Segment Start: Given text

Vicky Phelan reveals how surviving tragic accident gave her strength she needed
In an in-depth new interview with Ruairí McKiernan on the Love and Courage podcast cervical cancer campaigner Vicky Phelan discusses the car accident in which she lost her friends; how she had to fight for proper treatment following the accident; her advocacy for her daughter; and how she channels anger into activism.
Cervical cancer campaigner Vicky Phelan has revealed how painful challenges in her youth helped give her the strength she needed to stand up for those affected by the CervicalCheck scandal.
In a highly personal conversation with Ruairí McKiernan on the Love and Courage podcast, the Kilkenny-born mother of two speaks candidly about being in a car accident at the age of 19 in which three of her friends died, including her boyfriend at the time. The accident, which occurred during a student exchange in France, left her facing a difficult period of rehabilitation in hospital after breaking 70% of the bones on the left-hand side of her body.
“People often ask me when they meet me ‘how are you doing what you are doing? How can you keep campaigning, and be so positive?’ but you see before all of this I’ve had so many things before that happened, like the accident that helped me realise that I’m not invincible and life is not fair. These things, they either make you or break you. I had to grow up very fast. It shapes you, something like that. You see the fragility of life.”
Speaking about her experience in an Irish hospital after returning home from France on a stretcher, she said the attitude of the orthopedic surgeon charged with her care left her having to learn to fight for the treatment that her French doctor had prescribed
“He looked at my chart and rubbed his hands together and said “right, we’ll have you out of that bed tomorrow” and I said “no you won’t” and he looked as if he was hearing things as he wasn’t even looking at me when he was speaking to me.”
The same surgeon started bringing junior doctors on his visits to see Vicky to use her as a case study, which left her feeling “like a piece of meat”. On the advice of a friend, she decided to stand up to him again. “You never asked me permission. I’m not giving you permission to do this any longer.”
“He wrote in my report that I had an attitude problem. I lost three of my friends, including my boyfriend, and I had all these injuries and all he could say was that I had an attitude problem.”
“That was my first foray into standing up for myself against an authority figure.”
Vicky was the first in her family to go to college and says she is proud of her working-class background. Speaking of her experiences with the doctor after her accident she says “I wonder often if my parents had been doctors or lawyers would he have spoken to me the way he did?”

Segment End: Given text
Segment Start: Information given

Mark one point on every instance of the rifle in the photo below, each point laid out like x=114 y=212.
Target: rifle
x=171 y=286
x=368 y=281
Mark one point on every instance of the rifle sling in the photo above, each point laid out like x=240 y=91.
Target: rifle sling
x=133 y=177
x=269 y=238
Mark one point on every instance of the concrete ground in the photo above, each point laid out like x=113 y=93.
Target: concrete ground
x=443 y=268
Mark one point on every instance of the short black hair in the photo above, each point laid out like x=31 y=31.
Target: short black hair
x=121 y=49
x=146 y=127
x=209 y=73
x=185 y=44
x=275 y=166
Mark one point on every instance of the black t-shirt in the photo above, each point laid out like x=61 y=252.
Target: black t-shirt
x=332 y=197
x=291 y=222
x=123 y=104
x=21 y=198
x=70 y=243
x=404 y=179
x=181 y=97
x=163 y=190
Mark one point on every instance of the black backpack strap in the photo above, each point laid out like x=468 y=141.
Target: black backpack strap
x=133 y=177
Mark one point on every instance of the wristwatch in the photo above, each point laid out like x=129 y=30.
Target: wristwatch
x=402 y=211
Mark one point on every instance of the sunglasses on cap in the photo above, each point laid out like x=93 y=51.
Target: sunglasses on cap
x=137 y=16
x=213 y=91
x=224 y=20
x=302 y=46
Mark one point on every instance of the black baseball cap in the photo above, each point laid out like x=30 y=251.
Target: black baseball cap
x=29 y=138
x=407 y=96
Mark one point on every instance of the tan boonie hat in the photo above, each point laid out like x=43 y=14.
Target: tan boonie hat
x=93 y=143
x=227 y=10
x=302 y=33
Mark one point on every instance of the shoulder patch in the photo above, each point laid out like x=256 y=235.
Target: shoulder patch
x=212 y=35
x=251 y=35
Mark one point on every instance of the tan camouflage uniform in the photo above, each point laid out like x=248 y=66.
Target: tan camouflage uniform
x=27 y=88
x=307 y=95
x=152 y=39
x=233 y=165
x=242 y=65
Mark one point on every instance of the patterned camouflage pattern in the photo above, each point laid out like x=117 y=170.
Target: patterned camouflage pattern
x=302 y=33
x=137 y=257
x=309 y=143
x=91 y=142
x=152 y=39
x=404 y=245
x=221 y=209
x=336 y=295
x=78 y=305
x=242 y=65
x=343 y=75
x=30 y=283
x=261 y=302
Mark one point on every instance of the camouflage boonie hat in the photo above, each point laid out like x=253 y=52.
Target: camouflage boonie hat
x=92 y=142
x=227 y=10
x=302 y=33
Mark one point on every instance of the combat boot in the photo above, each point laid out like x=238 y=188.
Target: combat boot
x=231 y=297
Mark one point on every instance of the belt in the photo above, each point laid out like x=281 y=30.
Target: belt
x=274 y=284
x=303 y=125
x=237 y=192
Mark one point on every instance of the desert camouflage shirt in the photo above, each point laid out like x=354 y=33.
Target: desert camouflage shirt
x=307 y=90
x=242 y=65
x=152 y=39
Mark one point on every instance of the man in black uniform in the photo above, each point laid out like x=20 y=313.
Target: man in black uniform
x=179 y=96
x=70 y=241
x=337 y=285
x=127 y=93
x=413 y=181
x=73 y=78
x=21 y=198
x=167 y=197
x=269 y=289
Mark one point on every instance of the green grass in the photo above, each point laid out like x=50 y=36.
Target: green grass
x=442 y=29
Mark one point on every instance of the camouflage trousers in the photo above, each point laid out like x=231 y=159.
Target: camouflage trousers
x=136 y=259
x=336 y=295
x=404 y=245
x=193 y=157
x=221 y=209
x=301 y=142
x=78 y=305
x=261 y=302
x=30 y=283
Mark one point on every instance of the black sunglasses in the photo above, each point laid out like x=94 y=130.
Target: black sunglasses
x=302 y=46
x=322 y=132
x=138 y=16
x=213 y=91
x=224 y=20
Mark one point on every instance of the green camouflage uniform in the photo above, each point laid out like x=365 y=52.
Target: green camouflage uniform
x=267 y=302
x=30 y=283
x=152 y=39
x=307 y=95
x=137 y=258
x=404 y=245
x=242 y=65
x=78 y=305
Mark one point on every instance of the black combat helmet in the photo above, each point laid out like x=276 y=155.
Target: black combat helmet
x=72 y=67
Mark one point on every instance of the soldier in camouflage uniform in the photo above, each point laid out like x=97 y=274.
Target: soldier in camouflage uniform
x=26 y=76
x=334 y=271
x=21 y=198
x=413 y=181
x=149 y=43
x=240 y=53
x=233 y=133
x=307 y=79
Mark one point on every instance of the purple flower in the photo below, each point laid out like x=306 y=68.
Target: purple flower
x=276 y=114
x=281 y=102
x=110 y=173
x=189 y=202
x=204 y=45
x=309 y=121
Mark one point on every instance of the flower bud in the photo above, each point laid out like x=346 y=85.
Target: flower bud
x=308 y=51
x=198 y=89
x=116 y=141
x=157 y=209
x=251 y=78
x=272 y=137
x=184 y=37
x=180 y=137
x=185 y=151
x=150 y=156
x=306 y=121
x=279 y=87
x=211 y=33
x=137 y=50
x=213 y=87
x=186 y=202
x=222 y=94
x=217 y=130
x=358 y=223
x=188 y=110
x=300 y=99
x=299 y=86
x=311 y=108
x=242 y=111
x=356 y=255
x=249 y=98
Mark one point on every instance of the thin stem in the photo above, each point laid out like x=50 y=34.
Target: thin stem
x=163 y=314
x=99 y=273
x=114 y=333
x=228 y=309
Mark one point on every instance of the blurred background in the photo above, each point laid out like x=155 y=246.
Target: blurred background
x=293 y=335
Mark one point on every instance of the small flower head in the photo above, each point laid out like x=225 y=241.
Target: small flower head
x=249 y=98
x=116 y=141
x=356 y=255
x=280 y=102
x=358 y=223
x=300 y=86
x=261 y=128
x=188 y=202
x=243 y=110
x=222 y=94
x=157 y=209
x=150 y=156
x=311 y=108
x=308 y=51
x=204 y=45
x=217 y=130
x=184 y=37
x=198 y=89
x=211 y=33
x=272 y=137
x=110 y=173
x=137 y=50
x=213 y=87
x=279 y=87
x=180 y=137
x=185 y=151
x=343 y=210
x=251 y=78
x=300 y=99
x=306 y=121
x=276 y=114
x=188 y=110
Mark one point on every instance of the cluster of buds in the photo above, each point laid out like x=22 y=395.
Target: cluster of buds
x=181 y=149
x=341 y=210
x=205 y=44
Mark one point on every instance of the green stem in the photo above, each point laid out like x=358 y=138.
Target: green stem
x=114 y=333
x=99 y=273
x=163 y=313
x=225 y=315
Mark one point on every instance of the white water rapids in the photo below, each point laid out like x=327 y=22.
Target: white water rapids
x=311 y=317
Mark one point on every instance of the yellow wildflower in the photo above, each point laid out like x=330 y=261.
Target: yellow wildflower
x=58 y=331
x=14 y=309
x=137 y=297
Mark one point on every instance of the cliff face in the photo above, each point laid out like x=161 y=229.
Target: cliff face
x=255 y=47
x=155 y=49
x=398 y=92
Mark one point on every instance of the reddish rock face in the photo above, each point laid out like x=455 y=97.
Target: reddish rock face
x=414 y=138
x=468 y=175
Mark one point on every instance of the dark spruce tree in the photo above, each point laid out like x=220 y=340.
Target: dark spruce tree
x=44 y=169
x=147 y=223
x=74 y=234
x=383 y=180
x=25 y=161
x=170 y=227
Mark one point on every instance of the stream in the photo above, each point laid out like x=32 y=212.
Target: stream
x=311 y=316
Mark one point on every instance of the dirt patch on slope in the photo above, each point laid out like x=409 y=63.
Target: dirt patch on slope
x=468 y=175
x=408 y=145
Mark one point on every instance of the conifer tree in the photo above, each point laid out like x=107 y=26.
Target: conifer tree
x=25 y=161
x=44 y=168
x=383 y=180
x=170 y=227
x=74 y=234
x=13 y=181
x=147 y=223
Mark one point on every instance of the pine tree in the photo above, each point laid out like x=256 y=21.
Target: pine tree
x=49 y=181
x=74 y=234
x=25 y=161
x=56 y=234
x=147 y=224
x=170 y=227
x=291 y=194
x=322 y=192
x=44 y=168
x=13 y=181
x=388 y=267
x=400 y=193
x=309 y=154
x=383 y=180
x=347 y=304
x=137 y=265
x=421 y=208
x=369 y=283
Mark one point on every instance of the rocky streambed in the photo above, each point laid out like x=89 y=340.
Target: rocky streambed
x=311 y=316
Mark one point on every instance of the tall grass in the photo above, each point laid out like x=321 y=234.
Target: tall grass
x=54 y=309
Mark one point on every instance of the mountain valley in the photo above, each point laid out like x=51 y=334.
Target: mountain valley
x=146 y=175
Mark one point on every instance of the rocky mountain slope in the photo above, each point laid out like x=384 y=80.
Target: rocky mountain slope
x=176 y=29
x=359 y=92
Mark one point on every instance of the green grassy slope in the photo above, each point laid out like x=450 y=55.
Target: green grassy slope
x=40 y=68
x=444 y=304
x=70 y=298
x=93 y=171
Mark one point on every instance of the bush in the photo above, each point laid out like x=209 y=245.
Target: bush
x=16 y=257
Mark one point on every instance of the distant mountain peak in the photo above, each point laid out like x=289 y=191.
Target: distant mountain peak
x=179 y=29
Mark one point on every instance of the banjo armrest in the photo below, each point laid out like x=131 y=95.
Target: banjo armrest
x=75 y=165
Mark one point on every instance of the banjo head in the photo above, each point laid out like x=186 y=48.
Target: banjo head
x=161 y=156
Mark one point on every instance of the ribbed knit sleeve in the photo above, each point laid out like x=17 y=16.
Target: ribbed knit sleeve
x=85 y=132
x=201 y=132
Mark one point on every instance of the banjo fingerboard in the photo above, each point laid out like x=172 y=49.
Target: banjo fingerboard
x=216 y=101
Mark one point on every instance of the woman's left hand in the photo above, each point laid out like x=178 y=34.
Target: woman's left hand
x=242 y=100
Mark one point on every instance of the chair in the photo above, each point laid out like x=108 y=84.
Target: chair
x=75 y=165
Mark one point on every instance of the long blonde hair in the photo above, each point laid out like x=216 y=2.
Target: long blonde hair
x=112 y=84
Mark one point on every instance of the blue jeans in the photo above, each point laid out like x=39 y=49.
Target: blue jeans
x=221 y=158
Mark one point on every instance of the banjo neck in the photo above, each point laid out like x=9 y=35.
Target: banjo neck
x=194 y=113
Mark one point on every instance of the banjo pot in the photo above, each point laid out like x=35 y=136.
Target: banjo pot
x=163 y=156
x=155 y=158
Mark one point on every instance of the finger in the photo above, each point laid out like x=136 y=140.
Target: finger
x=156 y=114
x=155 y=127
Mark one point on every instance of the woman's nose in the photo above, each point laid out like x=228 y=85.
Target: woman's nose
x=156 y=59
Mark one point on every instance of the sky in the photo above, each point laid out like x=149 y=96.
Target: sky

Segment End: Information given

▶ **What is expected**
Carry on the article about Vicky Phelan's accident and activism, starting right after its final paragraph. You can ignore the entries above.

▶ **Output for this exercise**
Years later Vicky’s daughter Amelia was born with a congenital disorder. This left her with a visual impairment and scaring on the brain, which later resulted in her experiencing epileptic seizures. “For the first two years of her life, I was up and down to Crumlin every six weeks. I was in the local hospital in Waterford three times a week. Not what you want for your first baby. That was the first time in my life I experienced depression.”
While Vicky says the support her daughter receives for ongoing medical problems is generally very good, she says having to advocate for her over the past 13 years has given her the tools she has needed to be able to campaign for the hundreds of patients and families affected by the Cervical Check scandal.
“I’ve been doing this for years. I don’t see it as any different to what I’ve been doing all my life, it’s just on a bigger scale.”
When it comes to facing the cover-ups surrounding the Cervical Cancer scandal, Vicky says she does get angry but prefers to focus on channeling it.
“I’ve been down that road of being angry and I know where that goes. It goes into depression so I have to not go there. I have to channel it. That’s why I took the court case. When I realised there were other women that’s what made me fight that this went public. I found it cathartic to be able to talk about it.”
“This isn’t about me. It’s about everybody, standing up and taking responsibility for your health, asking questions and advocating for a better healthcare system. We all have the responsibility to do that”.
Although she is relatively well at the moment and is undergoing a range of treatments, Vicky feels her time is limited. “I might have 12 months, 24 months. If I get 2 years I’ll be delighted.”
“You have to take things one day at a time. I am going to live my life for as long as I can, as well as I can.”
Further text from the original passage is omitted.